**SUPPLIED MATERIAL**
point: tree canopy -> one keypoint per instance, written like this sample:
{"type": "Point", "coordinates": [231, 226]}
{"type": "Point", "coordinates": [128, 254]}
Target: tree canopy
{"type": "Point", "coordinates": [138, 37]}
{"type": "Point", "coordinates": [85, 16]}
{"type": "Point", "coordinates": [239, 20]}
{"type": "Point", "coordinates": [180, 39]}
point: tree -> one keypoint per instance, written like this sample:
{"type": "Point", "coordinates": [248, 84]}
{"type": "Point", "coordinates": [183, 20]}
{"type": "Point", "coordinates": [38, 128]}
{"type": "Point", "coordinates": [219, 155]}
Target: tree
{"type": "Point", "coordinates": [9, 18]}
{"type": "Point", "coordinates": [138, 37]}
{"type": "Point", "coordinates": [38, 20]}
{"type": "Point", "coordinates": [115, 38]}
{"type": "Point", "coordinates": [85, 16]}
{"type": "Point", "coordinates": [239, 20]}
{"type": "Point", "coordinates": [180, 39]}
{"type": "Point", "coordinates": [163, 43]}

**TASK OBJECTIVE**
Reproduce every row above word for word, with nothing changed.

**EXPECTED ANSWER**
point: tree canopy -> one keypoint per instance, written like this sample:
{"type": "Point", "coordinates": [231, 226]}
{"type": "Point", "coordinates": [128, 254]}
Target: tree canopy
{"type": "Point", "coordinates": [138, 37]}
{"type": "Point", "coordinates": [85, 16]}
{"type": "Point", "coordinates": [239, 20]}
{"type": "Point", "coordinates": [180, 39]}
point: tree -> one keypoint per instance, written like this sample:
{"type": "Point", "coordinates": [248, 84]}
{"type": "Point", "coordinates": [183, 20]}
{"type": "Point", "coordinates": [38, 128]}
{"type": "Point", "coordinates": [219, 155]}
Target: tree
{"type": "Point", "coordinates": [9, 18]}
{"type": "Point", "coordinates": [138, 37]}
{"type": "Point", "coordinates": [38, 20]}
{"type": "Point", "coordinates": [115, 38]}
{"type": "Point", "coordinates": [85, 16]}
{"type": "Point", "coordinates": [239, 20]}
{"type": "Point", "coordinates": [180, 39]}
{"type": "Point", "coordinates": [163, 43]}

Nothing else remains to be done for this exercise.